EXERCISE DETAILS -
Please copy the records below, swapping every "place a marker" for "put a point" and leaving everything else unchanged.

━━━ DATA IN THIS EXERCISE

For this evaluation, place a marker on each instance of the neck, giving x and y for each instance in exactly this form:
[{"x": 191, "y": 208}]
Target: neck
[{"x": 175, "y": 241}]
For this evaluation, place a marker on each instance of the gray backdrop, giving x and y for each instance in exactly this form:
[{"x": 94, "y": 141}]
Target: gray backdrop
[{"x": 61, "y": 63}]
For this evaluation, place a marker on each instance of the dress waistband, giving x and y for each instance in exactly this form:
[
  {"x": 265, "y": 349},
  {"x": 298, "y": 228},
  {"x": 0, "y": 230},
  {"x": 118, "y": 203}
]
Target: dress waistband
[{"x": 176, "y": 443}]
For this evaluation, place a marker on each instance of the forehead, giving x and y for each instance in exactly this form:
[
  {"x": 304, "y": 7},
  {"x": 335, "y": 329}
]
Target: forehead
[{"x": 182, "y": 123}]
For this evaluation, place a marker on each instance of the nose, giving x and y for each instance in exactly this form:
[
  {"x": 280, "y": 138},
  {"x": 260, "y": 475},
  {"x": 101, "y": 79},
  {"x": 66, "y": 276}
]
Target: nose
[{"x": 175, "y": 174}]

━━━━━━

ANSWER TO THIS PROBLEM -
For this evaluation, put a point on each instance of the neck, giving x and y for each instance in exactly this form:
[{"x": 191, "y": 208}]
Target: neck
[{"x": 175, "y": 241}]
For this evaluation, put a point on each instance of the gray backdrop, giving x and y for each instance in exactly this form:
[{"x": 94, "y": 141}]
Target: gray backdrop
[{"x": 61, "y": 63}]
For this evaluation, put a point on each instance of the dress waistband, giving x and y for each instance in exactly this form:
[
  {"x": 265, "y": 349},
  {"x": 298, "y": 228},
  {"x": 0, "y": 230},
  {"x": 118, "y": 203}
]
Target: dress waistband
[{"x": 176, "y": 443}]
For this evaluation, put a point on each instance of the forehead, giving x and y for each instance in exactly this form:
[
  {"x": 304, "y": 7},
  {"x": 335, "y": 329}
]
Target: forehead
[{"x": 182, "y": 123}]
For this evaluation, put a point on each instance of the nose, giving x and y for each instance in exactly this form:
[
  {"x": 280, "y": 138},
  {"x": 260, "y": 475},
  {"x": 101, "y": 79},
  {"x": 66, "y": 276}
]
Target: nose
[{"x": 175, "y": 174}]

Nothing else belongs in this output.